[SOURCE MATERIAL]
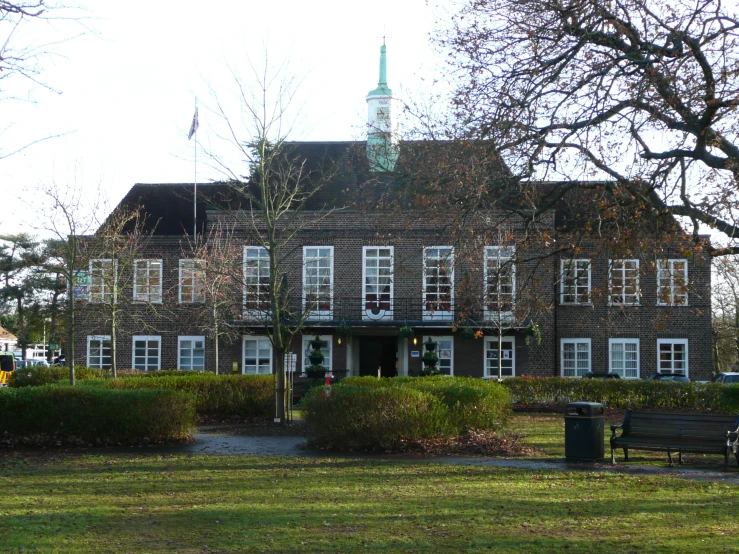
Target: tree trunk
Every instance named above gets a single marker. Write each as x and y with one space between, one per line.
22 328
70 341
113 346
281 389
217 336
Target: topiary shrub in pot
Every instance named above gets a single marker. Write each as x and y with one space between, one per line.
316 370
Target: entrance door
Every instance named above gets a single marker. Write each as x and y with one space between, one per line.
377 352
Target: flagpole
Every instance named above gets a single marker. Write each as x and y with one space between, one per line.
195 187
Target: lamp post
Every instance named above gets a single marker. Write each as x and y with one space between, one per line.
46 354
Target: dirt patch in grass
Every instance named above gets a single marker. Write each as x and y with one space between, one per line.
479 443
296 428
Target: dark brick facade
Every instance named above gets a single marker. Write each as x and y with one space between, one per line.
349 231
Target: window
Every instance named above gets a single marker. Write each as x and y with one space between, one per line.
378 282
318 279
672 356
257 356
623 282
325 350
438 282
624 357
191 353
507 357
147 281
500 281
98 352
575 283
103 280
256 280
147 353
672 282
192 281
575 357
445 351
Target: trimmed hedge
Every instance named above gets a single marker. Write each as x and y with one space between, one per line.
622 394
216 396
53 413
40 375
365 413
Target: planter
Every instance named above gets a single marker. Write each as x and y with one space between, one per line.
315 371
316 357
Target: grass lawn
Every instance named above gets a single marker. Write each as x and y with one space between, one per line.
89 502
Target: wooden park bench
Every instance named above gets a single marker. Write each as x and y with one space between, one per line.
676 432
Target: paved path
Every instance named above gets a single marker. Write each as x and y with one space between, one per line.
239 445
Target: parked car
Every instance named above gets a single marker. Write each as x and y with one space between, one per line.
674 377
727 377
33 362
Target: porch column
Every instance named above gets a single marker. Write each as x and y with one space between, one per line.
402 357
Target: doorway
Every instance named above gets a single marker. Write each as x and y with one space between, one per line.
379 352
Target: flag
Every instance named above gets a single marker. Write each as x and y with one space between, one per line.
195 124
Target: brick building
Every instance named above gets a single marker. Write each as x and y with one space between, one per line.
361 273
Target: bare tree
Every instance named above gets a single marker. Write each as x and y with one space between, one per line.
273 185
113 252
635 99
69 215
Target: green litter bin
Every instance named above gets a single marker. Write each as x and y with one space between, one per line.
584 423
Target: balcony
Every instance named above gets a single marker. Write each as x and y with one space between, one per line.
388 312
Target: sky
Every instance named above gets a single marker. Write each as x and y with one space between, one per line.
124 91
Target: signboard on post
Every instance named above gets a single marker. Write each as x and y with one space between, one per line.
80 284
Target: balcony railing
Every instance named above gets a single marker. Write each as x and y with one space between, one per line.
357 311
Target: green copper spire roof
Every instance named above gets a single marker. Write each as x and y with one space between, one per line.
382 88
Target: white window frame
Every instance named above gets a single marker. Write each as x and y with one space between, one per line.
191 338
437 339
147 338
102 339
318 314
510 253
105 295
575 341
622 296
263 257
562 282
673 342
438 315
328 339
153 293
243 354
668 265
198 276
492 372
622 372
367 313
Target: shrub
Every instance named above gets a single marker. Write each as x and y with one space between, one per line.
368 413
95 415
618 394
473 403
216 396
372 418
40 375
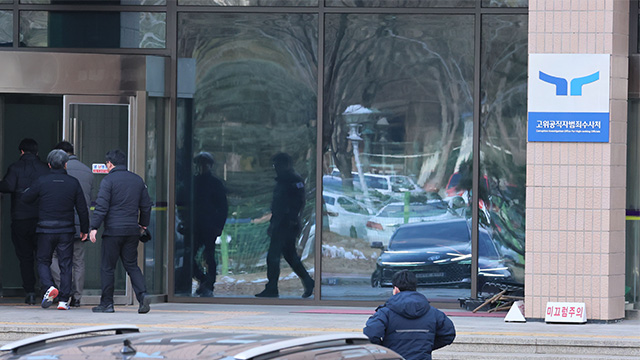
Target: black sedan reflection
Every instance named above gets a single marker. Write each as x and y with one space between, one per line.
439 253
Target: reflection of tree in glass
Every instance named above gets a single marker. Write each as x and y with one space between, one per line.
503 132
416 70
255 95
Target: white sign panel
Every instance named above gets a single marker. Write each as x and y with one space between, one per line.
568 97
566 312
99 169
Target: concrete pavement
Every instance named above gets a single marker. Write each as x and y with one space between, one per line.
480 333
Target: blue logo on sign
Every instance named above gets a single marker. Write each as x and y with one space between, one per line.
576 84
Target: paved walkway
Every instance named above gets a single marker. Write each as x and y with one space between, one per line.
19 320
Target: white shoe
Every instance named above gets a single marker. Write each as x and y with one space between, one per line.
63 305
48 297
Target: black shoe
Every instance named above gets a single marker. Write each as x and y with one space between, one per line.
74 302
308 288
144 305
205 293
268 293
204 290
103 308
30 299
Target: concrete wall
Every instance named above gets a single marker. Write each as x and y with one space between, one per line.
576 191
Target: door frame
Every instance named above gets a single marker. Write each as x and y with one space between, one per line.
135 161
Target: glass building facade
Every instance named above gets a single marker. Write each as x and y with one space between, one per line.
405 119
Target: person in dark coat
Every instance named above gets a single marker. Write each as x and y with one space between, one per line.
24 216
286 208
84 175
124 206
58 194
210 214
407 323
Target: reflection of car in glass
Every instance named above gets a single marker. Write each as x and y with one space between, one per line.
385 184
386 221
440 255
126 342
346 216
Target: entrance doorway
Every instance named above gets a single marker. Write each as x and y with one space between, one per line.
22 116
95 125
98 102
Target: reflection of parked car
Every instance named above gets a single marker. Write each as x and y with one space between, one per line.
385 184
381 227
440 254
127 343
346 216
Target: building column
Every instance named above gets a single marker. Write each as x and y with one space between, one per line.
576 192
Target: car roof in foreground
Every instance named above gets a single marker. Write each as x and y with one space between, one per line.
125 341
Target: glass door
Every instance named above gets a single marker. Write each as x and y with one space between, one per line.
95 125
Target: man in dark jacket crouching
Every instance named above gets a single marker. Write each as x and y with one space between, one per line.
58 195
407 324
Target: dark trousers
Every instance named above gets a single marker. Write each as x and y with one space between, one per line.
62 244
283 244
124 248
208 240
23 236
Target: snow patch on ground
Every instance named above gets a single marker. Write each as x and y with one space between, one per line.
339 252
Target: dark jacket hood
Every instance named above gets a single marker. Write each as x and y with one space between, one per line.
409 304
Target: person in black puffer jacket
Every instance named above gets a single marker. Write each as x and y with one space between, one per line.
24 216
407 323
124 206
286 210
58 194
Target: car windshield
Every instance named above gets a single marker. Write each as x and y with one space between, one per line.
451 234
376 182
415 210
329 200
402 182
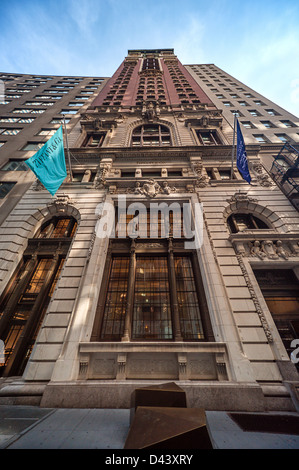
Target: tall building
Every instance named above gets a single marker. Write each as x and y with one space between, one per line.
155 261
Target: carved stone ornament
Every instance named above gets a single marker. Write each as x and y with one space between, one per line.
37 185
241 197
262 177
268 249
61 201
150 111
100 180
150 188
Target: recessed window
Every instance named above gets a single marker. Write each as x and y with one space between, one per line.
240 222
26 120
272 112
9 119
15 165
5 188
151 135
248 125
94 140
37 111
288 123
283 137
282 162
127 174
237 113
225 174
69 111
76 104
9 131
30 146
260 138
208 137
22 111
267 124
253 112
47 132
60 121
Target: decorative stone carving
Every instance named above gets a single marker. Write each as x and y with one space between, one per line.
255 299
269 249
150 188
167 189
202 180
256 250
100 180
281 251
150 112
37 186
262 177
241 197
61 202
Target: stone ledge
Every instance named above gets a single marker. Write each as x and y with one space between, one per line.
221 396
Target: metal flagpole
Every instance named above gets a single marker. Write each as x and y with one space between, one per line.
233 149
68 151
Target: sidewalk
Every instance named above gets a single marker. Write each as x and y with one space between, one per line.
25 427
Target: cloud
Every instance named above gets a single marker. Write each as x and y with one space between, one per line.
85 13
188 43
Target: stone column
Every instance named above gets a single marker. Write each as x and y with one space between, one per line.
15 296
32 322
130 294
174 294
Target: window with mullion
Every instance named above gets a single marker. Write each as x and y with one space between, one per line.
116 299
152 309
190 319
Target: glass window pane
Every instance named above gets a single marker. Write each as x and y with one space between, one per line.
190 319
152 312
116 300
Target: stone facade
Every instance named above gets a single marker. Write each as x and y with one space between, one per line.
244 365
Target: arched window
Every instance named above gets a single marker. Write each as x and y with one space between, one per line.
240 222
151 135
24 304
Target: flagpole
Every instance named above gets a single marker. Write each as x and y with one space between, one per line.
68 150
233 149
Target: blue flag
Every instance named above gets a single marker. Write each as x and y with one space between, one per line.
242 163
48 164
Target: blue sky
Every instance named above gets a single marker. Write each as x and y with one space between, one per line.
256 41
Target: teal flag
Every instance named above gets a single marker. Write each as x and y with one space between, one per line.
48 164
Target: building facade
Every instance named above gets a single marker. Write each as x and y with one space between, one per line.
155 261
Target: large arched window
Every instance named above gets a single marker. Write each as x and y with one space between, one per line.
24 304
151 135
152 288
240 222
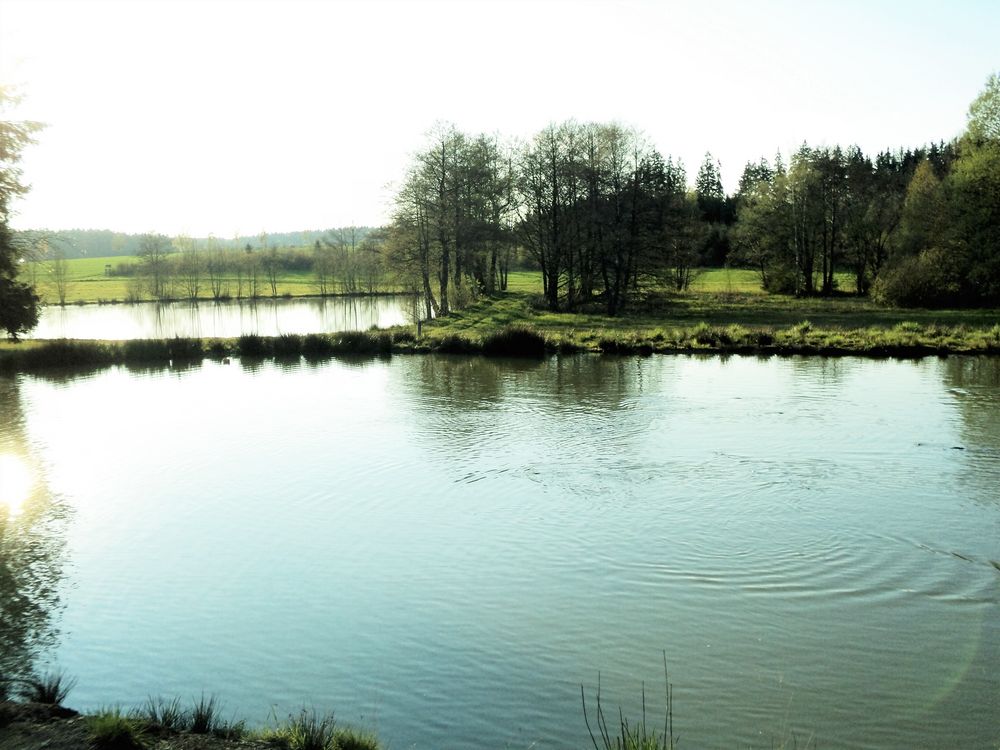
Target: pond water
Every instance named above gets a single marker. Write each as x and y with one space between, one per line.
264 317
445 549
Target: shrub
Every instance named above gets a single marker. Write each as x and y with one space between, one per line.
51 688
317 344
454 343
625 736
113 730
252 345
204 715
515 341
930 279
351 739
287 345
167 714
146 350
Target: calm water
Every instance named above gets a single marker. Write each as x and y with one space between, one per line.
265 317
446 549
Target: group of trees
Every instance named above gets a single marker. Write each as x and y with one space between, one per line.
920 227
601 214
595 207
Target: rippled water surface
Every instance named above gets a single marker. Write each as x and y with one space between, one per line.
445 549
265 317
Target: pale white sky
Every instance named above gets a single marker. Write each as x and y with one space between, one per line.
224 116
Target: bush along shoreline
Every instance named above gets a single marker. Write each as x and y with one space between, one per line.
904 340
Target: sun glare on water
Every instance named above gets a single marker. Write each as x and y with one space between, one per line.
15 484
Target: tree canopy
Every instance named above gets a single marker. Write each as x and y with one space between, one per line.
18 301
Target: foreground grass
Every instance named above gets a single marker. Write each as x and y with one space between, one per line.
700 322
117 729
511 325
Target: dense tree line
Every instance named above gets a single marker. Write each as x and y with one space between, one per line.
602 215
920 227
595 207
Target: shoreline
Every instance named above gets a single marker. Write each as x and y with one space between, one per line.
518 340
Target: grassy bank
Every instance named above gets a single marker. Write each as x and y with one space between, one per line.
514 324
168 725
737 322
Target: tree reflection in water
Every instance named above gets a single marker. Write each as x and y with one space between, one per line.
32 548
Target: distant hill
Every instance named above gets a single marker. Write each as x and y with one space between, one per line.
101 243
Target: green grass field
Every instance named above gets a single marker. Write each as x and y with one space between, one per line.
88 282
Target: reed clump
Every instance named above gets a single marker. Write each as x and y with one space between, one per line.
517 340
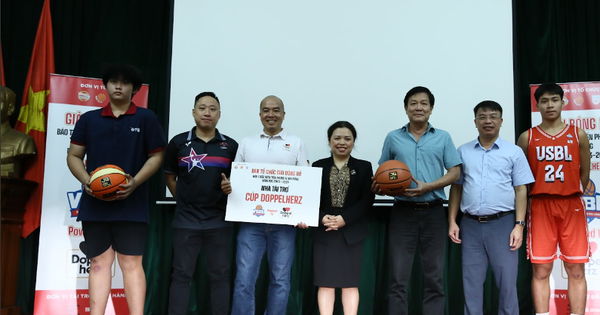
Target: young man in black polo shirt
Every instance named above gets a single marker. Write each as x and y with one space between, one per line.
195 162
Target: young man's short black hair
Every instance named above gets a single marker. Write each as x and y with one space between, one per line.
123 72
417 90
550 88
491 105
203 94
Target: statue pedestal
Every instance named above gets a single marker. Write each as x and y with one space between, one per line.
15 194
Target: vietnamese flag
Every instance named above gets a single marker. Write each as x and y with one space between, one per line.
32 117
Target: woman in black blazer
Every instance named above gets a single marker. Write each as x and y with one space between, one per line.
338 241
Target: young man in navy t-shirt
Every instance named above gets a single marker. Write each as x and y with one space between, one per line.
195 163
132 138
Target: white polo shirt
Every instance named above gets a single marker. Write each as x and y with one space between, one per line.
281 148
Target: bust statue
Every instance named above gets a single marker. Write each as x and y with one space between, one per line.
16 146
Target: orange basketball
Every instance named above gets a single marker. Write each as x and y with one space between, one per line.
393 177
105 181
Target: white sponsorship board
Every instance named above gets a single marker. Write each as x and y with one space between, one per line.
274 193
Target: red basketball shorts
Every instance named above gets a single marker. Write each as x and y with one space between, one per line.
557 220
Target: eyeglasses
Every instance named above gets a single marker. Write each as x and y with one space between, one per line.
491 117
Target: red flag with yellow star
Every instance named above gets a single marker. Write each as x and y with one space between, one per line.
32 116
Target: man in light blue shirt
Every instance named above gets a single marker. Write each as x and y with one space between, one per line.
418 216
492 195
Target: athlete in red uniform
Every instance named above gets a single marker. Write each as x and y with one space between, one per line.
559 157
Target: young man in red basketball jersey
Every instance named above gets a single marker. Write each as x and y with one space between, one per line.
559 156
132 138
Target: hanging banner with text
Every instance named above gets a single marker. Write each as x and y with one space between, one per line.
62 273
274 193
582 109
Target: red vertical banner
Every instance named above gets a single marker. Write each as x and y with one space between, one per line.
32 116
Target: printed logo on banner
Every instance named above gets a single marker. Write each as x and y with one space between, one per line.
286 212
258 211
74 198
78 265
591 196
100 98
83 96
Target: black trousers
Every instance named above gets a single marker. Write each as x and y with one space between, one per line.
215 245
428 228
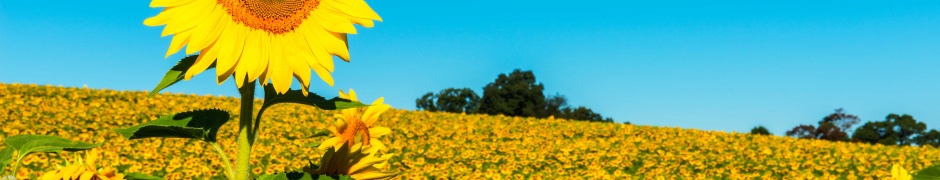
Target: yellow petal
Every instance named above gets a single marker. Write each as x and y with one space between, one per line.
335 43
169 3
160 19
69 170
78 172
376 145
251 56
52 175
208 32
354 8
323 56
91 157
374 175
329 143
187 17
205 59
87 175
265 52
331 21
231 40
379 131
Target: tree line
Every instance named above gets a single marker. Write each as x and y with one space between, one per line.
515 94
896 129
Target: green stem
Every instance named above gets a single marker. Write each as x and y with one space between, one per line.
228 163
16 165
242 166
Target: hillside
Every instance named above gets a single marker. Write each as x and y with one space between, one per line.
438 144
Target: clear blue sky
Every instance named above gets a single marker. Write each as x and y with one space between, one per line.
715 65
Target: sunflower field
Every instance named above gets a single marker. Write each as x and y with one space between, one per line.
435 145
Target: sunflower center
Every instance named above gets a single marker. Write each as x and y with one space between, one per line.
273 16
353 128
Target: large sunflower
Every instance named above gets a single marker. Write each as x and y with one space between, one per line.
262 39
357 121
358 161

[BRIEF] Wherever a line of the listing above contains the string "stone", copy that line.

[SOLUTION BELOW]
Target: carved stone ornament
Target: decorative stone carving
Target: stone ledge
Target: stone column
Target: stone facade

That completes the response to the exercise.